### Stated problem
Pull out every line below that contains the word "building", treating uppercase and lowercase as different.

### Material shown
%%

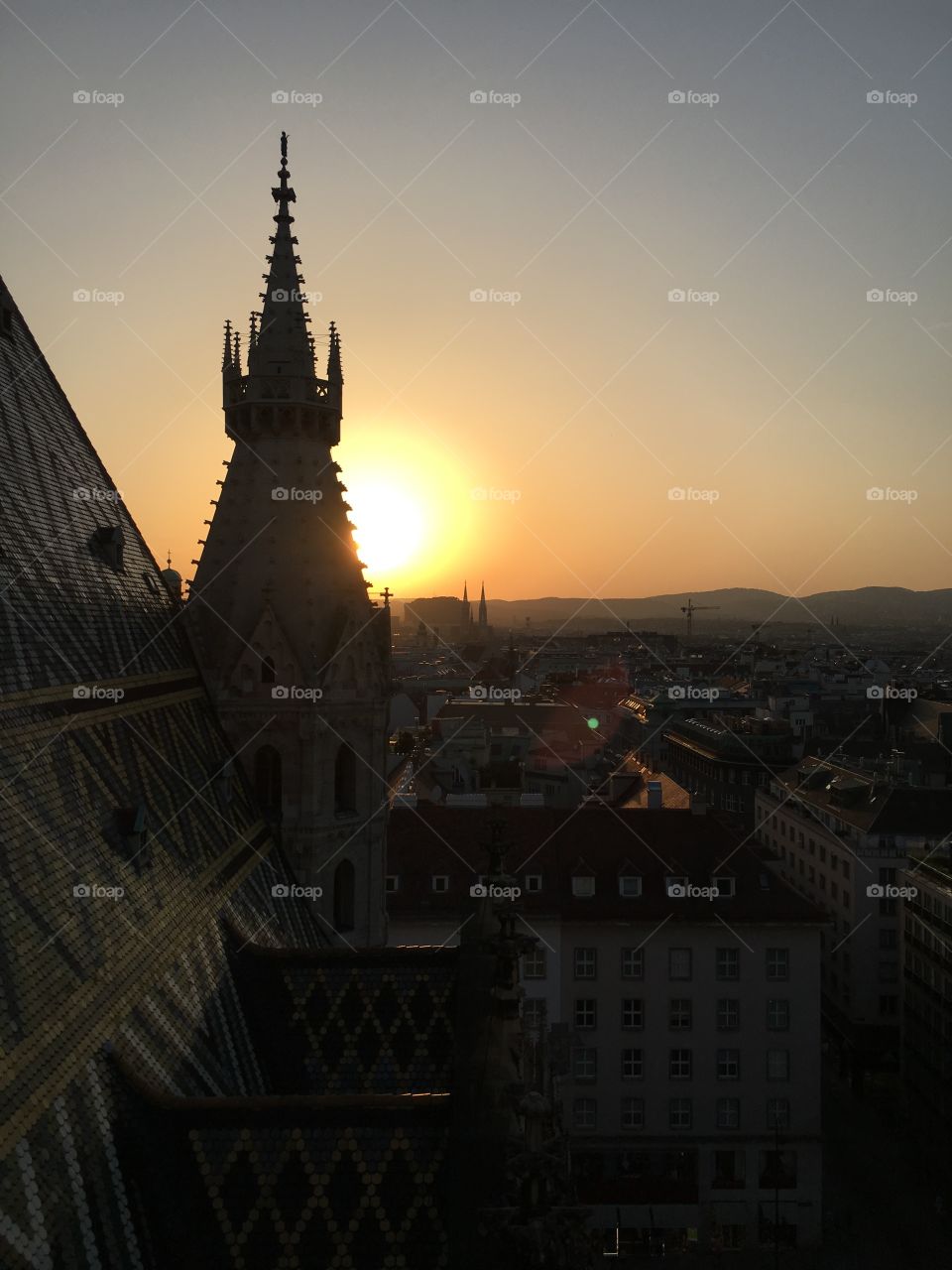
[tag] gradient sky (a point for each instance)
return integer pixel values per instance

%%
%%

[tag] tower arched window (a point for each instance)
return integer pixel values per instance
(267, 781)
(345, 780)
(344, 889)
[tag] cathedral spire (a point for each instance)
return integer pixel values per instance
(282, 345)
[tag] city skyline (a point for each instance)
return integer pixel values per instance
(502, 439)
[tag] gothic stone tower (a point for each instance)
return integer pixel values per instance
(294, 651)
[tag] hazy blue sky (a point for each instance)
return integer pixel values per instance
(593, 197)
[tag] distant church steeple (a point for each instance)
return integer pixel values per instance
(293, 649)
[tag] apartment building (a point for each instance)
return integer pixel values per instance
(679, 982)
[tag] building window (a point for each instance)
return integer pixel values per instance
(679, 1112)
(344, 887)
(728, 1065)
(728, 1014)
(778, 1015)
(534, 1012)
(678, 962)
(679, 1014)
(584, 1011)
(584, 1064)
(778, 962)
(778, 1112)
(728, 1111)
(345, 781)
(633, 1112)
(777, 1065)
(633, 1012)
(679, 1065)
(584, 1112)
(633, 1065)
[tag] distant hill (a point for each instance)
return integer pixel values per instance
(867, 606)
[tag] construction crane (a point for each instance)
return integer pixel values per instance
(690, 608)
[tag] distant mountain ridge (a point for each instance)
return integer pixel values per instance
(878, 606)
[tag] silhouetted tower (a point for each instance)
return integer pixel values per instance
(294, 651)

%%

### Exercise answer
[tag] apartment building (a point for each instance)
[tag] building window (a point for each instance)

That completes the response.